*What you are asked to do*. Word for word, restate the lines of the data from the first through the one containing "37L249 70L273 85L500", and nothing else.

(Segmentation mask data)
++++

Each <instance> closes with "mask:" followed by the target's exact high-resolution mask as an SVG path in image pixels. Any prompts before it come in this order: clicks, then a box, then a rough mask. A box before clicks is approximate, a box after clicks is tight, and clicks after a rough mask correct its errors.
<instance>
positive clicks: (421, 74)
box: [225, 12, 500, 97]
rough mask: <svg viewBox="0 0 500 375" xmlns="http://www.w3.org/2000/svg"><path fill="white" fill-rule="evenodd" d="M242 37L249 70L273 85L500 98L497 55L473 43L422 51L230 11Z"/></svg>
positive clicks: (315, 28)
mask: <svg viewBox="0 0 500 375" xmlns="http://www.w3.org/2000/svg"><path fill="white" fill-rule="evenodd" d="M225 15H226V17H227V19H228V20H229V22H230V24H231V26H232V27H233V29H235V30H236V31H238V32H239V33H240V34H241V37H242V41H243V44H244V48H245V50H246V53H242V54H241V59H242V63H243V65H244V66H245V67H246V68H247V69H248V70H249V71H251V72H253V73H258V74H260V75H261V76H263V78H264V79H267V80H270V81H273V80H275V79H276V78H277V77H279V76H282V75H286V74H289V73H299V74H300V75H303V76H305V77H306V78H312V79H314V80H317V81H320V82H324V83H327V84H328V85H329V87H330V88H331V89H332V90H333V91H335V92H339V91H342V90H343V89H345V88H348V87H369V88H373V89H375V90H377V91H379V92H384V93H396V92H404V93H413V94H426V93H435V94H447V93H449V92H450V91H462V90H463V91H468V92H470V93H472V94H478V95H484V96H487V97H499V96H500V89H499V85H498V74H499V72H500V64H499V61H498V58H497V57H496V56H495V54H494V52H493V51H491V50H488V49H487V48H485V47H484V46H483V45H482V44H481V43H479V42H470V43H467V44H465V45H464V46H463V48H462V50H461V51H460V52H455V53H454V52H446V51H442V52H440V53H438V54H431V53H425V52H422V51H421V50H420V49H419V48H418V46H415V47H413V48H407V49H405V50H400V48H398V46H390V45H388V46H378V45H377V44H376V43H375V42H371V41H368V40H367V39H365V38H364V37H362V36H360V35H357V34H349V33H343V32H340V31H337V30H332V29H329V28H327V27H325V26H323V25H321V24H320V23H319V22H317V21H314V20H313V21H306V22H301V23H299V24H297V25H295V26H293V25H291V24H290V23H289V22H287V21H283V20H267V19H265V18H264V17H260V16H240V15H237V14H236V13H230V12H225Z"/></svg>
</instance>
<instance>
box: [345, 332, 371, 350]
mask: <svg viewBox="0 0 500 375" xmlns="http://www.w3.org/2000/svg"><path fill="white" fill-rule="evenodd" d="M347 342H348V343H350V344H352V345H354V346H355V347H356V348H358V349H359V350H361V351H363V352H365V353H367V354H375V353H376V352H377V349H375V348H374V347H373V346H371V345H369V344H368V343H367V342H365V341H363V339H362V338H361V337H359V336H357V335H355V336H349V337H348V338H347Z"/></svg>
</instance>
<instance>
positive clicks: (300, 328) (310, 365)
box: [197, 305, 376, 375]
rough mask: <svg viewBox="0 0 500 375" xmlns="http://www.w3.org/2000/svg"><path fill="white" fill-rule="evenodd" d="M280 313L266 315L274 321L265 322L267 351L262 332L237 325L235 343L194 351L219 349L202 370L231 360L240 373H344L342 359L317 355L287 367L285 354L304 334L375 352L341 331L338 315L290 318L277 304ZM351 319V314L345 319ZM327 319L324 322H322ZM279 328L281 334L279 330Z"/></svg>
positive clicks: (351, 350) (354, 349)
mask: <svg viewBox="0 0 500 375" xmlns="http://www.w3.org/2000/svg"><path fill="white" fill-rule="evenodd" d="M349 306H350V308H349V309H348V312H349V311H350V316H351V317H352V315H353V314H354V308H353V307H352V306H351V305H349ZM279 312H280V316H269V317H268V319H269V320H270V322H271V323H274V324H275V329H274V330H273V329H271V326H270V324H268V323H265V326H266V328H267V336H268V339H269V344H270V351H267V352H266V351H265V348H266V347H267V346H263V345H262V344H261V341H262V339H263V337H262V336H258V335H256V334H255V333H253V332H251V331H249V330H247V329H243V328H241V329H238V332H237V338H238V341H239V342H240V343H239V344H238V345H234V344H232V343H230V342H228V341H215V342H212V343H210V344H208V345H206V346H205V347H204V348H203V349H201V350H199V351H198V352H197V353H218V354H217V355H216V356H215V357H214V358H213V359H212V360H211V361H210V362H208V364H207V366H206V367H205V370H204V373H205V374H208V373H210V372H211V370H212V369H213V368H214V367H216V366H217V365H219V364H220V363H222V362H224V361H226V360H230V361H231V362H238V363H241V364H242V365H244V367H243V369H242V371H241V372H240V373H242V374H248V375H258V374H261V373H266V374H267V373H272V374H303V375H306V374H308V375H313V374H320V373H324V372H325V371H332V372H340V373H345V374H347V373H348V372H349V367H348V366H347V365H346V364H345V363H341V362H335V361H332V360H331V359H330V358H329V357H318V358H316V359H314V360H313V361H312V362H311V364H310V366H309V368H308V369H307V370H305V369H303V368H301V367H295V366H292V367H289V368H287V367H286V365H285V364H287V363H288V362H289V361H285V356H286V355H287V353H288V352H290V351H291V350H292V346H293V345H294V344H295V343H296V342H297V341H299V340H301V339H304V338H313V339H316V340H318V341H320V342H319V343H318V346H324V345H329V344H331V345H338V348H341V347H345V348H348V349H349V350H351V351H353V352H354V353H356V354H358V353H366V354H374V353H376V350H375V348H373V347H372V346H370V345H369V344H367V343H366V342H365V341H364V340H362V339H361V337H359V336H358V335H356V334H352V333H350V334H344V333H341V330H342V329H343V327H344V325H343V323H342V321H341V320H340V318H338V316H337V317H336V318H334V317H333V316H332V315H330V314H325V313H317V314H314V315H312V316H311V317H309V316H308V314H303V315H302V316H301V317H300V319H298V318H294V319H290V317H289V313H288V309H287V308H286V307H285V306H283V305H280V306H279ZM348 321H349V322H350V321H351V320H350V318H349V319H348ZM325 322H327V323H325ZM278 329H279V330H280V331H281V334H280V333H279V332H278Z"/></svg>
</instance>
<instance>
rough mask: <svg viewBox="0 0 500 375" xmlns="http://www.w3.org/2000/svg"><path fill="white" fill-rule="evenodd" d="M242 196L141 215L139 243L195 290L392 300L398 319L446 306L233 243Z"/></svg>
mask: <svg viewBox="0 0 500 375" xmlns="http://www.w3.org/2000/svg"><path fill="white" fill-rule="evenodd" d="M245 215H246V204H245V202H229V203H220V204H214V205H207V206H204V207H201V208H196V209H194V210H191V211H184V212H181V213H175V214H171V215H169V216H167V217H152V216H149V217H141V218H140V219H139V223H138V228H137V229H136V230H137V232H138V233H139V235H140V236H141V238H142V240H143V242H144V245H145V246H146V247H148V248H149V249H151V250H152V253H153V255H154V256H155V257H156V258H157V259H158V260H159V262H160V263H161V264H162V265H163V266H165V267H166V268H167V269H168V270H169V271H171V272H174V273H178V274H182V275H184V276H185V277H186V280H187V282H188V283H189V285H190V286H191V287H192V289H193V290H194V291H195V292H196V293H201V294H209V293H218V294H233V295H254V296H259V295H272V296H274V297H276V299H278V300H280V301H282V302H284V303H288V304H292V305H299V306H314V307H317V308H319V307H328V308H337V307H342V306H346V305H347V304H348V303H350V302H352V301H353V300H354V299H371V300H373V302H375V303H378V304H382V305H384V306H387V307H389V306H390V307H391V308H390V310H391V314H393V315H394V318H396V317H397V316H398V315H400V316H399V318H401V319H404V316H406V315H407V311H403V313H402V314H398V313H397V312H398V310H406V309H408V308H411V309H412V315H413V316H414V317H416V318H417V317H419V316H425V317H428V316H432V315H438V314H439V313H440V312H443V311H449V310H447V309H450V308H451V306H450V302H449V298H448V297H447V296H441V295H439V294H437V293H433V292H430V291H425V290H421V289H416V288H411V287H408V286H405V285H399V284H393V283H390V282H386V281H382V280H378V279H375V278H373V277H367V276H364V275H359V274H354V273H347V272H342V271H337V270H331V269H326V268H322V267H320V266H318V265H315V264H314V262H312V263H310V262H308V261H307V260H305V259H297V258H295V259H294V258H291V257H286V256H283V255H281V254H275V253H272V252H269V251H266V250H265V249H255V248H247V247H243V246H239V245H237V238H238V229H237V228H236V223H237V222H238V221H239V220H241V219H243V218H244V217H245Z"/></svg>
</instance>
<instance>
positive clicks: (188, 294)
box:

++++

*Your response*.
Each <instance> closes with "mask:" followed by the target's exact high-resolution mask as an SVG path in image pixels. Any prompts before it come in this order: clicks, then a box, then a rough mask. A box before clicks is approximate, a box after clicks is tight, and clicks after a rough mask correct its errors.
<instance>
positive clicks: (421, 74)
box: [225, 12, 500, 97]
rough mask: <svg viewBox="0 0 500 375" xmlns="http://www.w3.org/2000/svg"><path fill="white" fill-rule="evenodd" d="M242 37L249 70L273 85L500 98L497 55L473 43L422 51L230 11Z"/></svg>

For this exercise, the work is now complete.